**TASK OBJECTIVE**
Return every line of the items below that contains the string "sign". Matching is case-sensitive.

— Begin SOURCE DATA —

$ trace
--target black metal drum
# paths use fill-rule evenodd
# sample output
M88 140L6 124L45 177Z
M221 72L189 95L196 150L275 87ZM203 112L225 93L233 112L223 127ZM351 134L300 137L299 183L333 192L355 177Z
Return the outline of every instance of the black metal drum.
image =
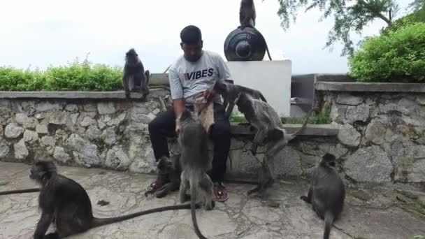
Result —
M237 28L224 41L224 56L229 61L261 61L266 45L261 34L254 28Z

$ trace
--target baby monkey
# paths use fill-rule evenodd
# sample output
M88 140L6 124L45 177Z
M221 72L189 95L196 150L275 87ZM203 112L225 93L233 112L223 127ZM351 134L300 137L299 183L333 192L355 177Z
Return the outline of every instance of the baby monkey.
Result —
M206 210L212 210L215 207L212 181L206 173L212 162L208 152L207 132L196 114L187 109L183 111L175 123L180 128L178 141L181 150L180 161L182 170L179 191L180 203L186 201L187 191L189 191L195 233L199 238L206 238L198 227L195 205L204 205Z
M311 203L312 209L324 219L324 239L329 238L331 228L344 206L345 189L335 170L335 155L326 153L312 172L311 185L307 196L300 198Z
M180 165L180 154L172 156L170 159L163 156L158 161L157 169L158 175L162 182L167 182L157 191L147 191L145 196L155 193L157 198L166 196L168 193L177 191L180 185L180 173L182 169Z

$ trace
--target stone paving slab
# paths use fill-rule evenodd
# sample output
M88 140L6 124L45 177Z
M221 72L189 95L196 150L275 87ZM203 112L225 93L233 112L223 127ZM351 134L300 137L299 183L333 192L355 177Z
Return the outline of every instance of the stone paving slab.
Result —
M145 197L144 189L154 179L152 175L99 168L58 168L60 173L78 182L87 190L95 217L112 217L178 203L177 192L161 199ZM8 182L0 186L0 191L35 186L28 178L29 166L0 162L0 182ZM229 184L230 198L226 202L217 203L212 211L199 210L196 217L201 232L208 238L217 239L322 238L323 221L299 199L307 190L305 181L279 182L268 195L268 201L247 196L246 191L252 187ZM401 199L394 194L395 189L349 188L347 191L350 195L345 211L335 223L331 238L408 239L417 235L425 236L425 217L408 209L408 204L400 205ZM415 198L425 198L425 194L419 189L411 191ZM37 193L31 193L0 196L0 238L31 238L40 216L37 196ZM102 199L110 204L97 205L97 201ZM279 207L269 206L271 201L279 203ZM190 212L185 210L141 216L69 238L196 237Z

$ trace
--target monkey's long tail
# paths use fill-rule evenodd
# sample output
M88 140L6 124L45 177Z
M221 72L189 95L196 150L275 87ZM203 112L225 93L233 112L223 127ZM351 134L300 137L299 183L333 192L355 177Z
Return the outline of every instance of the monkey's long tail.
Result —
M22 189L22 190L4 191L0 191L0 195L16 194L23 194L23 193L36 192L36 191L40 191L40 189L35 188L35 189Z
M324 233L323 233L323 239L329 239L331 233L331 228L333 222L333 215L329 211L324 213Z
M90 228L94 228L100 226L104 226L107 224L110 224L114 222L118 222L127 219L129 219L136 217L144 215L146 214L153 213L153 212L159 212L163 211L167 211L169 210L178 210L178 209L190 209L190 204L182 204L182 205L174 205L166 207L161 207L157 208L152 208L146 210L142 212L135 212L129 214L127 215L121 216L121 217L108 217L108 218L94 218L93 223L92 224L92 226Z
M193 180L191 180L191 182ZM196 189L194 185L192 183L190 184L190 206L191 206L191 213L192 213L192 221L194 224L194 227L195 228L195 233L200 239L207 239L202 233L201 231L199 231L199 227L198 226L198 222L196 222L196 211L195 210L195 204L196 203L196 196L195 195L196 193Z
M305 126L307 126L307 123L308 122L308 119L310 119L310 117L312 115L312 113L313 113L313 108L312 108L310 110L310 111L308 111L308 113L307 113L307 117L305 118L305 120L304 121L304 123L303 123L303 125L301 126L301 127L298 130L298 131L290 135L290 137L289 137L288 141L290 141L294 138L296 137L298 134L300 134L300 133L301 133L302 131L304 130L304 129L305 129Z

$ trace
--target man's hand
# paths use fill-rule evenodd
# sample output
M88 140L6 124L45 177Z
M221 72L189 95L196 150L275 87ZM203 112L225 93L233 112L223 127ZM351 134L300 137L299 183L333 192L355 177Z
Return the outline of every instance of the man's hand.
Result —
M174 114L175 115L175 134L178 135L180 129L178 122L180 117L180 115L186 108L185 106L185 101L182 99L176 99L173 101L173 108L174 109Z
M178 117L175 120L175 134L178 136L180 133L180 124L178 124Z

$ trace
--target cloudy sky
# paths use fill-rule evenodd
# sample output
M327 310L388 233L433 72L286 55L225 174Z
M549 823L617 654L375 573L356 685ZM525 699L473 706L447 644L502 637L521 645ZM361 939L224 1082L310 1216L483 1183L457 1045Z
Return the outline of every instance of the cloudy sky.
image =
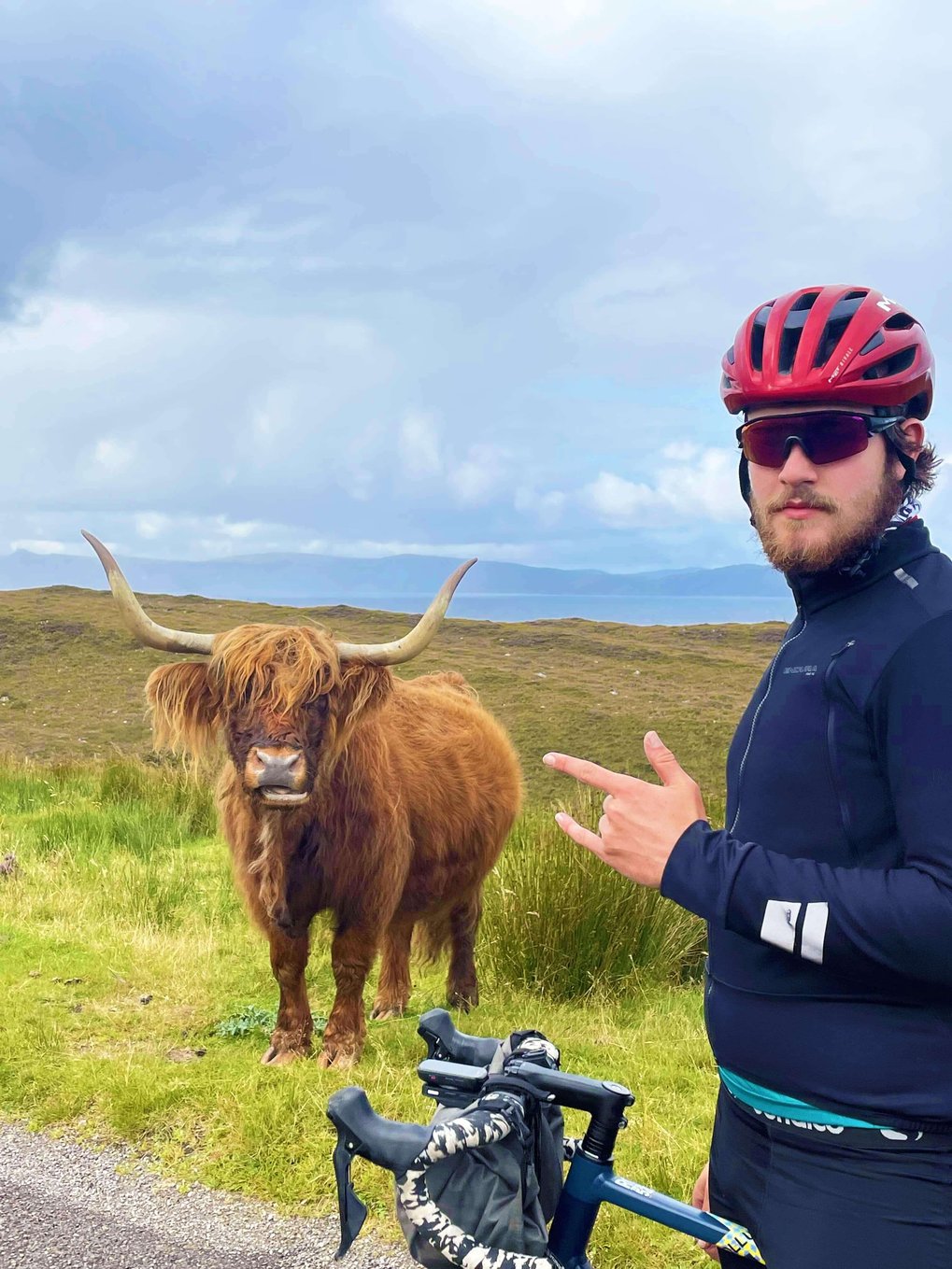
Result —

— End SOURCE DATA —
— Begin SOURCE DATA —

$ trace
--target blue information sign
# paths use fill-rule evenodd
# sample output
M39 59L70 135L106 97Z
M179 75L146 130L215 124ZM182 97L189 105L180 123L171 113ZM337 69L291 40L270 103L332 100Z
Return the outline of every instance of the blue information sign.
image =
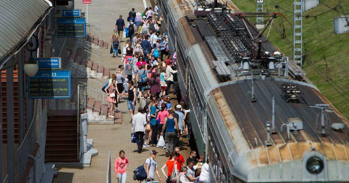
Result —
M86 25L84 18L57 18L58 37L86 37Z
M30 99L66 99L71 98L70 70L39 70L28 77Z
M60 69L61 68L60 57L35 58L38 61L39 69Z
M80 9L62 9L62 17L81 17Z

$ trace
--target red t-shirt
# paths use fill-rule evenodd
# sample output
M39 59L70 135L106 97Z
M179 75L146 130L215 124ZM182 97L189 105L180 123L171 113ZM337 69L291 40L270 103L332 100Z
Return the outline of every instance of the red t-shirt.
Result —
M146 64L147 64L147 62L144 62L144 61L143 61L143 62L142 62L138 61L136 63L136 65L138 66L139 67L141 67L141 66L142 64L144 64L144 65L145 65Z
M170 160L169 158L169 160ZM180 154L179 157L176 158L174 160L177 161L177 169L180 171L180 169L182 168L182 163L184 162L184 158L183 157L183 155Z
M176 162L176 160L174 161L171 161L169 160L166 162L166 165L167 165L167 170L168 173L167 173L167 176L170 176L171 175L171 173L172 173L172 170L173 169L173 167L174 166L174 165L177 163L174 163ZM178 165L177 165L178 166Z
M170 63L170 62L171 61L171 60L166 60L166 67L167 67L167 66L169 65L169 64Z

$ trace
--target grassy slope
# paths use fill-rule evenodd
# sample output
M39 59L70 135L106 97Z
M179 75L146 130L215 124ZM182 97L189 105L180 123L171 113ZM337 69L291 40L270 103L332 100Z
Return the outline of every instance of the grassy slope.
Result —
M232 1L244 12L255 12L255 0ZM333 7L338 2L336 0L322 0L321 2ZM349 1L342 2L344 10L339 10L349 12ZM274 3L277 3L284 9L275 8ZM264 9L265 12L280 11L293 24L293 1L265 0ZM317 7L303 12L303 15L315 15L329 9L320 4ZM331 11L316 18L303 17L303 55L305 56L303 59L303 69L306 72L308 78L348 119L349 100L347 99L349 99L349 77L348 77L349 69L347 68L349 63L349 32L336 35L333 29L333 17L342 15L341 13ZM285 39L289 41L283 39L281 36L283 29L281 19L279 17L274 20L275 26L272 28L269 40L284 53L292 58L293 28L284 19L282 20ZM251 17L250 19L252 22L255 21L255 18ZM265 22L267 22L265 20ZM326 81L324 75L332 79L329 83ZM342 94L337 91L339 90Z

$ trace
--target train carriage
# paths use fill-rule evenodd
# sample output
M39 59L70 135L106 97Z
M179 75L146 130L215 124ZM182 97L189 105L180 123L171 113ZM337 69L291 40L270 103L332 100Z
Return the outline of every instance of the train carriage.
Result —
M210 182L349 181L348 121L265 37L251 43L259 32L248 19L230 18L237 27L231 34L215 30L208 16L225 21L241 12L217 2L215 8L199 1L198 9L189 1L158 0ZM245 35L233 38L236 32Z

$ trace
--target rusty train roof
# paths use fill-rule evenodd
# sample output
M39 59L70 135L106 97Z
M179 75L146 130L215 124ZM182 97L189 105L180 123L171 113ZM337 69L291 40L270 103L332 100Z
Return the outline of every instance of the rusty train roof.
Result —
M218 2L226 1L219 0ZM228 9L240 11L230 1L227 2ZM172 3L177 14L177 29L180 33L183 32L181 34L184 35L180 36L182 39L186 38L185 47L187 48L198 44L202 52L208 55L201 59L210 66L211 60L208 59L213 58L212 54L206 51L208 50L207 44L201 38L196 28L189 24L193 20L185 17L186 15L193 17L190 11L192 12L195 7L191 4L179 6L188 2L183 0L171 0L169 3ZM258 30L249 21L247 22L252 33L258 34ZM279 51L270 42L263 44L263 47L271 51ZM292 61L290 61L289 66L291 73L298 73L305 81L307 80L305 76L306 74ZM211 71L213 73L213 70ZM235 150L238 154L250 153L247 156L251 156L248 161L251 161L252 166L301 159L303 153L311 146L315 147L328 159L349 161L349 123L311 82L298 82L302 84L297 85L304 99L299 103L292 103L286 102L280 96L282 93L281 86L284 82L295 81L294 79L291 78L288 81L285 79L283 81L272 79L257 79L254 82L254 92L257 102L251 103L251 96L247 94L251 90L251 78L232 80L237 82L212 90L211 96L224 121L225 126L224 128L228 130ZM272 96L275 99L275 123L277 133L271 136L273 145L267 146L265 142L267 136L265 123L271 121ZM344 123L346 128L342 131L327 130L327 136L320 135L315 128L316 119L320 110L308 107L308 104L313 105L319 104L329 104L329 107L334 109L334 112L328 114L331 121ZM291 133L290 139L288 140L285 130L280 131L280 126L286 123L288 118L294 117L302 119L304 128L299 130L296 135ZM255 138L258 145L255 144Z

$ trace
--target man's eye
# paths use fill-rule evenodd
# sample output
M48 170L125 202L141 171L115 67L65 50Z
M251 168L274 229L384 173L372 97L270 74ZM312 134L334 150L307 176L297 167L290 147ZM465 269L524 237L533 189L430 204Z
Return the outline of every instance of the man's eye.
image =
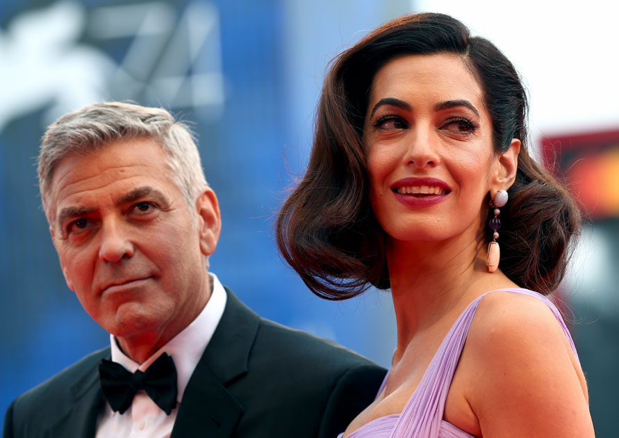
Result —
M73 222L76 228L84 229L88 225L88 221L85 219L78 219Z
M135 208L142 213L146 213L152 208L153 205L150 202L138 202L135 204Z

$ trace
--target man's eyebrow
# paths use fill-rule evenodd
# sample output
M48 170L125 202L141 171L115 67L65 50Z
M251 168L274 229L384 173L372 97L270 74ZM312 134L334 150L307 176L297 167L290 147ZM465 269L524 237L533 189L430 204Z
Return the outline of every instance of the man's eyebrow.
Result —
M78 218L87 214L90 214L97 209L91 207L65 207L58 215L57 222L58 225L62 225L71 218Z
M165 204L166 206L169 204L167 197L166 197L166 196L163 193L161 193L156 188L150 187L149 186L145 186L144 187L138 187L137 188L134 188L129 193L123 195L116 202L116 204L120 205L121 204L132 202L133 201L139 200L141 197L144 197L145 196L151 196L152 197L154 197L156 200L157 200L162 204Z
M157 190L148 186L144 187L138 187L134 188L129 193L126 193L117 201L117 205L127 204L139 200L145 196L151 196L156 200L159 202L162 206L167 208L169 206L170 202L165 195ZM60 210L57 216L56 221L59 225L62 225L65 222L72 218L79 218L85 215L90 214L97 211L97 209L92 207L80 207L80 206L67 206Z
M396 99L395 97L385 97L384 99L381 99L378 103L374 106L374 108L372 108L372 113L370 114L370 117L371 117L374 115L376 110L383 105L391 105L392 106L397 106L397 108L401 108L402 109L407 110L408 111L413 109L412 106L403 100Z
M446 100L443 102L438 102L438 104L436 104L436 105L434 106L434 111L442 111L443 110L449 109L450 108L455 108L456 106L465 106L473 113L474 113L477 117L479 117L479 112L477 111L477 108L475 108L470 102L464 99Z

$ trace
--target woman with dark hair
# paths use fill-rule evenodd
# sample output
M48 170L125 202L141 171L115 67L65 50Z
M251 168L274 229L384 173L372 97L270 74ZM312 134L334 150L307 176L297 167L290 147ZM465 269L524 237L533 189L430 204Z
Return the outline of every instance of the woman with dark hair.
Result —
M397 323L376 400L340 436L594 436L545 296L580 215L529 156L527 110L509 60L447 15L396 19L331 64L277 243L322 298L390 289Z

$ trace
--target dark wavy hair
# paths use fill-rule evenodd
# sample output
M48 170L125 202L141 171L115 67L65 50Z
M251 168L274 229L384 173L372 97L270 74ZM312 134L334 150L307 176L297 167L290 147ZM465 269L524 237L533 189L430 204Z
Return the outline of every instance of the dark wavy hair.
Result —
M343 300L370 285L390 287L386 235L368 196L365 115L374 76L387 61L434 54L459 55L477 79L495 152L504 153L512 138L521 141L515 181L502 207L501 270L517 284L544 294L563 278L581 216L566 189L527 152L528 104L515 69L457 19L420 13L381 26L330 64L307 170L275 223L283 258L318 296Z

— End SOURCE DATA —

**REPLY TO THE EXERCISE**
--target blue information sign
Return the outline of every instance of the blue information sign.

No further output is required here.